Report all lines below with the word "rough".
(Beginning of EXERCISE DATA)
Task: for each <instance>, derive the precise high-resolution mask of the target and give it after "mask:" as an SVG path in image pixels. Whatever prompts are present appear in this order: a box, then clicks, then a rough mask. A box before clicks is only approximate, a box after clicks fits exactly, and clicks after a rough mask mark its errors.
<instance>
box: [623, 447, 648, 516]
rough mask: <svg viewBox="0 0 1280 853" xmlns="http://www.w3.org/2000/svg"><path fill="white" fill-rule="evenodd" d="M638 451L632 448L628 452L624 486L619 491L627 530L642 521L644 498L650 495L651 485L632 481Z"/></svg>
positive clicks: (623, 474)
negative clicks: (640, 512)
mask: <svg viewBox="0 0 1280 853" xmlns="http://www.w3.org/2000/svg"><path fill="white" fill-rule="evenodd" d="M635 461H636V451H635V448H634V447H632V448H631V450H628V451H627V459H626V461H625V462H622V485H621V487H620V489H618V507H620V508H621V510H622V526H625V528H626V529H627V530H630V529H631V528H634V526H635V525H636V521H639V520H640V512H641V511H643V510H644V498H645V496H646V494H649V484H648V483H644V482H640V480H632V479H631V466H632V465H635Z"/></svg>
(End of EXERCISE DATA)
# ANSWER
Task: for each <instance>, derive the precise high-resolution mask of the target and give it after "mask:" as an SVG path in image pixels. Whatever prompts are present appear in this order: a box, then clicks, then a rough mask. A box before clicks is only approximate, a box after clicks fits exactly, and clicks after a rough mask mark its errors.
rough mask: <svg viewBox="0 0 1280 853" xmlns="http://www.w3.org/2000/svg"><path fill="white" fill-rule="evenodd" d="M638 451L632 448L628 452L624 486L619 491L627 530L642 521L644 498L650 495L651 485L632 481Z"/></svg>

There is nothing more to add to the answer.